--- START ---

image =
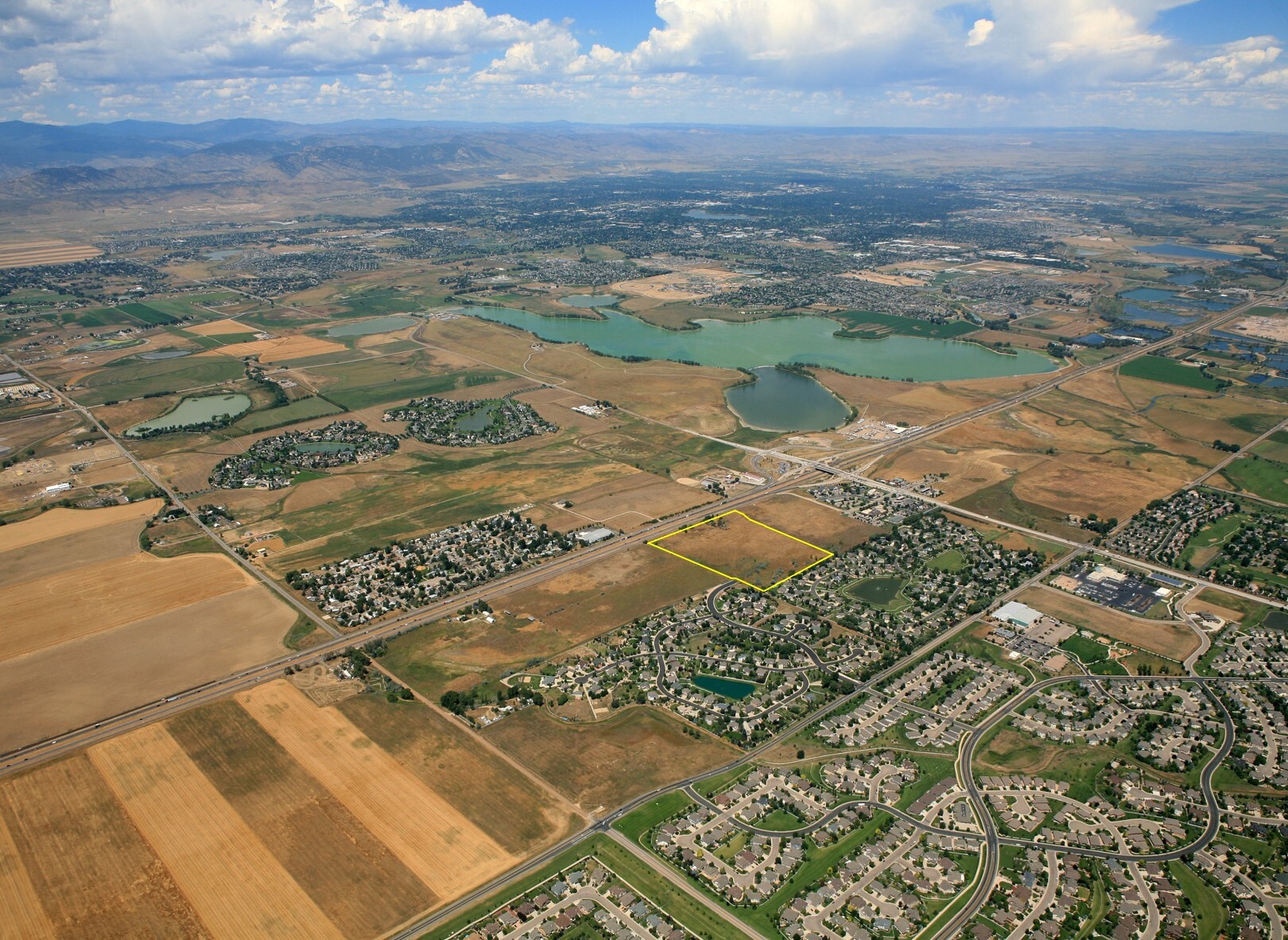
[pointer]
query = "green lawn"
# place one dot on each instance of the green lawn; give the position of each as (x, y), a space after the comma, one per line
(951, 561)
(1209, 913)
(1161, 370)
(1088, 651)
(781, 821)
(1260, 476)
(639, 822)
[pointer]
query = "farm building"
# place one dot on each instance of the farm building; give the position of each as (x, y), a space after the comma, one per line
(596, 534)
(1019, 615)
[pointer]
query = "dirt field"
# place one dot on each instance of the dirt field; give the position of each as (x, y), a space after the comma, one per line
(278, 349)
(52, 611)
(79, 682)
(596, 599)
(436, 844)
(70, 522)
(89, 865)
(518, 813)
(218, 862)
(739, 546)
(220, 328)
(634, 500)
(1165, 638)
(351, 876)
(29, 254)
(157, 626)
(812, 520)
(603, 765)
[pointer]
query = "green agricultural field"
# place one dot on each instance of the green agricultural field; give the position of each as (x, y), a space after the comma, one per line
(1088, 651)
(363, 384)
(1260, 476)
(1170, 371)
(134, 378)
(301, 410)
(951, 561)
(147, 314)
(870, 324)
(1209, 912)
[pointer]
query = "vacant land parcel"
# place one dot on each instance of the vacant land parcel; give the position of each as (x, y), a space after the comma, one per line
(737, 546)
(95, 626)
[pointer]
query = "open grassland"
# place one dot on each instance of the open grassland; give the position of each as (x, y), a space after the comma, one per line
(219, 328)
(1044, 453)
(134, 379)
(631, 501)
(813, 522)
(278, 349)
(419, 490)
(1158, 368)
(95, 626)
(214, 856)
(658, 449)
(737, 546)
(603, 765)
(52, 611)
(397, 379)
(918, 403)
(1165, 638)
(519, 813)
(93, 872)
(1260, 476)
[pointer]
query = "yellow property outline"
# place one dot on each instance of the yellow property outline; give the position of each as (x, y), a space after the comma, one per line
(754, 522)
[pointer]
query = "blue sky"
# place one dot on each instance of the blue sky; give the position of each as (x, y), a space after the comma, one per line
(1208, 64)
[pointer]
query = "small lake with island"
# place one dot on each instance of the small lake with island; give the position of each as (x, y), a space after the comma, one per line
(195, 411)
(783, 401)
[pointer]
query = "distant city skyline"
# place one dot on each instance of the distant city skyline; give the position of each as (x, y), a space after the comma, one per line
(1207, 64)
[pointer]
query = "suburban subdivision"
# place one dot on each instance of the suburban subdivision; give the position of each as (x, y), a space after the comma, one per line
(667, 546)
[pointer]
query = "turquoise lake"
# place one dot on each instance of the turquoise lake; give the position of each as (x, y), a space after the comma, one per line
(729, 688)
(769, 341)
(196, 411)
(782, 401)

--- END ---

■ TASK DETAILS:
Find the word "query" in the entries above and gather every line that holds it.

■ YOUR RESPONSE:
query = "green lawn"
query = "farm building"
query = "dirt field"
query = "green agricultural field"
query = "vacant land parcel"
query = "open grassland"
query = "yellow property outline"
query = "blue sky"
query = "small lake with island"
query = "distant city skyline"
query = "suburban subdivision"
query = "turquoise lake"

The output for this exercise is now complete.